Items from a data source:

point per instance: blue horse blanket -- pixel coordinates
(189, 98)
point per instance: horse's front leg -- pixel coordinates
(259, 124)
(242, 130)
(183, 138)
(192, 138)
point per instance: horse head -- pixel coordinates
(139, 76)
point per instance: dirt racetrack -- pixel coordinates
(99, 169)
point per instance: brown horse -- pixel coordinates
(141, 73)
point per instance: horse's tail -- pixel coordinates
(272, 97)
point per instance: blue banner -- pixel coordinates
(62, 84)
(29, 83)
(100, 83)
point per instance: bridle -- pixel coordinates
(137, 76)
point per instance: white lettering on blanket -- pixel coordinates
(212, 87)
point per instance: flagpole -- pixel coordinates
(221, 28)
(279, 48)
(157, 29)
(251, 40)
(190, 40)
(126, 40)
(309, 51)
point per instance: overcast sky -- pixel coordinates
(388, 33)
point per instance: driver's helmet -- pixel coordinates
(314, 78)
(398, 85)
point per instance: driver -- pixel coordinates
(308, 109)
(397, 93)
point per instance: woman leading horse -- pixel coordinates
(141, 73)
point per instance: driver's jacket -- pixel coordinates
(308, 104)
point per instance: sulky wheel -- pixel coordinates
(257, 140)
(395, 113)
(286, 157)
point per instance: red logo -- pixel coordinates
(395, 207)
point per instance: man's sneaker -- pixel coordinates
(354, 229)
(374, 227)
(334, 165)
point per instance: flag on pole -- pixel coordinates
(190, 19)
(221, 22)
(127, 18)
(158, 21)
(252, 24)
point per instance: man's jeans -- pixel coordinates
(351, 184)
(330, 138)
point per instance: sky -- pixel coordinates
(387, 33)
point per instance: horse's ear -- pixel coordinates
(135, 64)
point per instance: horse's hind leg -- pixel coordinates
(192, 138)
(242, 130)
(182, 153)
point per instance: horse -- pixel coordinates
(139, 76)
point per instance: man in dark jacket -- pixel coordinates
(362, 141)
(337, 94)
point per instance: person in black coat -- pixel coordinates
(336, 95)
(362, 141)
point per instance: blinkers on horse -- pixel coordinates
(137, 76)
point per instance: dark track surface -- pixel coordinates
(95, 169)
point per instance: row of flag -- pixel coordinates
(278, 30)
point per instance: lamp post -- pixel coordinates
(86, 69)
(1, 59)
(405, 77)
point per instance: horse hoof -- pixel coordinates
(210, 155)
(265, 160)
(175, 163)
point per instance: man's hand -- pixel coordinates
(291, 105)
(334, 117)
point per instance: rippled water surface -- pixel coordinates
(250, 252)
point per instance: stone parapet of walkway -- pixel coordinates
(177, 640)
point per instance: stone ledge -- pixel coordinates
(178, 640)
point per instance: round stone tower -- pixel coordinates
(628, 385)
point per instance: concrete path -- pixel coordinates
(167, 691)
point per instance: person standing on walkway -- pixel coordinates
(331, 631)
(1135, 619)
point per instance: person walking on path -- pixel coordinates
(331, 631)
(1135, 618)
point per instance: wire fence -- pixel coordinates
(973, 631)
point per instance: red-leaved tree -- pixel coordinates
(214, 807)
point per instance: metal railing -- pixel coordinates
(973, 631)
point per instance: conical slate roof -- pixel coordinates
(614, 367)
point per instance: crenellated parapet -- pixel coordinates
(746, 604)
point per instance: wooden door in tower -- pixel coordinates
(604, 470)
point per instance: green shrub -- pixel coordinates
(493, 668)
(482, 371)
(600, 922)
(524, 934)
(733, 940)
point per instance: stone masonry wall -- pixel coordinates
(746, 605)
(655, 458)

▶ _Task to carry out_: Begin with the line that contains "point per instance: flag on" and quote each line after it exactly, stopping after the last line of the data.

▶ _Complete answer_:
point per instance: flag on pole -- pixel coordinates
(190, 19)
(221, 22)
(127, 18)
(158, 21)
(252, 24)
point per instance: man's jeans -- pixel coordinates
(351, 184)
(330, 138)
point per instance: sky -- pixel coordinates
(387, 33)
point per instance: horse's ear -- pixel coordinates
(135, 64)
point per instance: horse's hind leg -- pixel coordinates
(192, 138)
(242, 130)
(182, 153)
point per instance: horse -- pixel coordinates
(139, 76)
point per instance: man in dark jacket -- pixel coordinates
(362, 141)
(337, 94)
point per instance: person in black coat -- pixel coordinates
(336, 95)
(362, 141)
point per instance: blinkers on horse -- pixel coordinates
(137, 76)
point per instance: dark track surface -- pixel coordinates
(95, 169)
point per instance: row of flag -- pixel coordinates
(278, 30)
point per instance: lamp post -- pixel coordinates
(86, 69)
(1, 59)
(405, 77)
point per instance: horse hoof -- pixel coordinates
(210, 155)
(265, 160)
(175, 163)
point per instance: man's hand -- pixel coordinates
(291, 105)
(334, 117)
point per instance: rippled water surface -- pixel coordinates
(250, 252)
point per instance: stone parapet of walkway -- pixel coordinates
(177, 640)
point per instance: stone ledge -- pixel coordinates
(178, 640)
point per instance: round stone tower -- pixel coordinates
(628, 385)
point per instance: concrete path -- pixel coordinates
(167, 691)
point per instance: person standing on walkway -- pixel coordinates
(331, 631)
(1135, 619)
point per instance: person walking on path -- pixel coordinates
(331, 631)
(1135, 618)
point per instance: wire fence -- pixel coordinates
(973, 631)
point per instance: red-leaved tree -- pixel coordinates
(214, 807)
point per instance: metal railing -- pixel coordinates
(973, 631)
point per instance: conical slate roof -- pixel coordinates
(614, 367)
point per instance: crenellated parapet -- pixel coordinates
(746, 604)
point per instance: wooden door in tower -- pixel coordinates
(604, 470)
point per instance: green shrub -- pixel coordinates
(493, 668)
(482, 371)
(600, 922)
(524, 934)
(733, 940)
point per instance: stone masonry wall -- pixel coordinates
(746, 605)
(655, 458)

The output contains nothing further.